> **RECORDS SHOWN**

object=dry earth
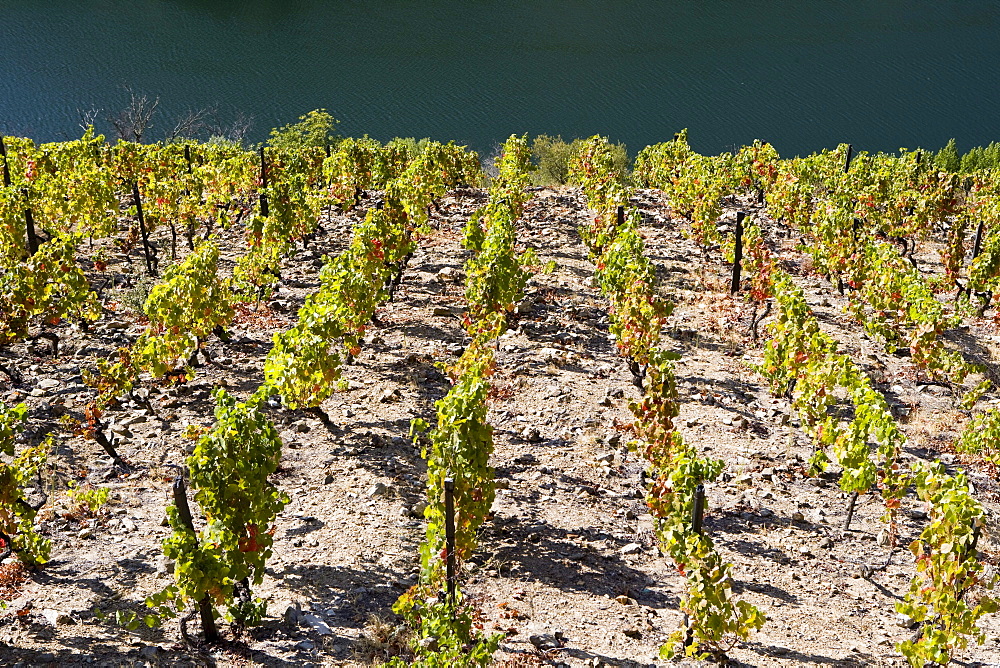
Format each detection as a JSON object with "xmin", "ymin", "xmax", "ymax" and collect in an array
[{"xmin": 0, "ymin": 184, "xmax": 1000, "ymax": 666}]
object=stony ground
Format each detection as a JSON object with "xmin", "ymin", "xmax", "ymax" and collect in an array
[{"xmin": 0, "ymin": 184, "xmax": 1000, "ymax": 666}]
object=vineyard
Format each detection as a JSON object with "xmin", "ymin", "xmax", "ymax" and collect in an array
[{"xmin": 0, "ymin": 126, "xmax": 1000, "ymax": 667}]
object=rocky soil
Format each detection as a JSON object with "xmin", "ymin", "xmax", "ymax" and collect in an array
[{"xmin": 0, "ymin": 184, "xmax": 1000, "ymax": 667}]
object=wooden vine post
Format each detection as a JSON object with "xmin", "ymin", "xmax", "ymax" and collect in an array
[
  {"xmin": 132, "ymin": 181, "xmax": 156, "ymax": 276},
  {"xmin": 691, "ymin": 483, "xmax": 705, "ymax": 536},
  {"xmin": 844, "ymin": 490, "xmax": 858, "ymax": 531},
  {"xmin": 173, "ymin": 473, "xmax": 219, "ymax": 643},
  {"xmin": 260, "ymin": 146, "xmax": 270, "ymax": 217},
  {"xmin": 444, "ymin": 478, "xmax": 455, "ymax": 606},
  {"xmin": 729, "ymin": 211, "xmax": 746, "ymax": 295}
]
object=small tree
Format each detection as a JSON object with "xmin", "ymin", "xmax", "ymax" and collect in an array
[
  {"xmin": 267, "ymin": 109, "xmax": 341, "ymax": 149},
  {"xmin": 934, "ymin": 138, "xmax": 962, "ymax": 173}
]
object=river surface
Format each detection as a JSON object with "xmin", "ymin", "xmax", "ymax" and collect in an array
[{"xmin": 0, "ymin": 0, "xmax": 1000, "ymax": 155}]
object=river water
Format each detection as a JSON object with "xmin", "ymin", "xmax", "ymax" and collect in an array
[{"xmin": 0, "ymin": 0, "xmax": 1000, "ymax": 155}]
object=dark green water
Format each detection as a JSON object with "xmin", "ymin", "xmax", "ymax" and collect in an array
[{"xmin": 0, "ymin": 0, "xmax": 1000, "ymax": 154}]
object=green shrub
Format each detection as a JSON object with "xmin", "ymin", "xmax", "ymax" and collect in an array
[{"xmin": 531, "ymin": 135, "xmax": 629, "ymax": 186}]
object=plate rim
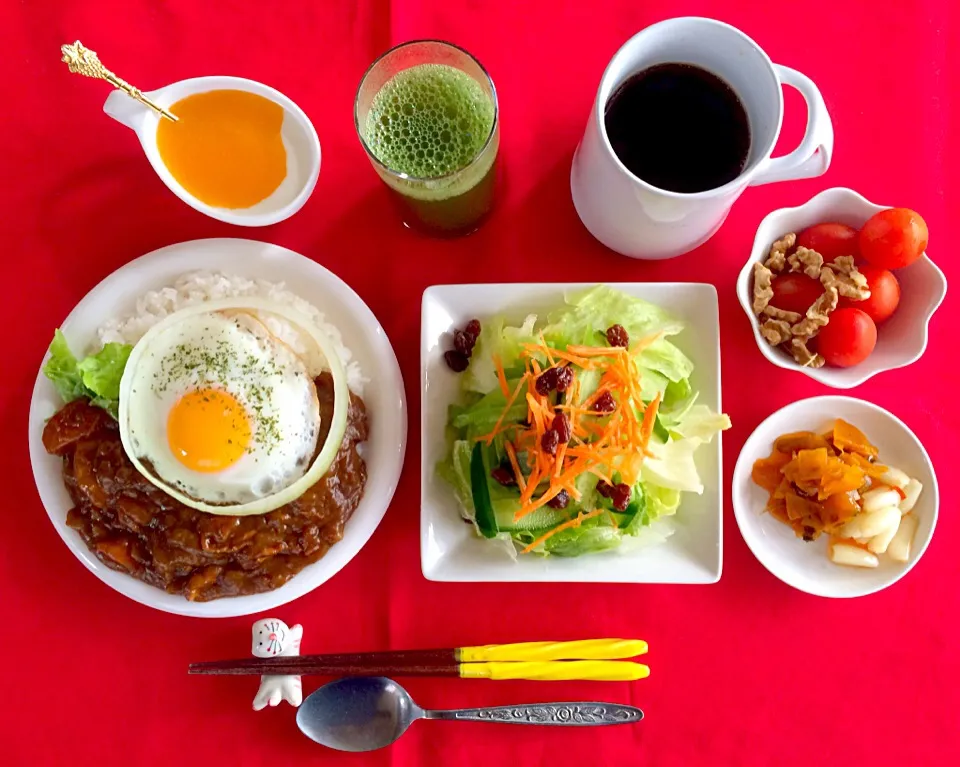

> **AIM**
Report every line of the listing above that contains the word "river", copying each line in full.

> **PROBLEM SOLUTION**
object=river surface
object=river water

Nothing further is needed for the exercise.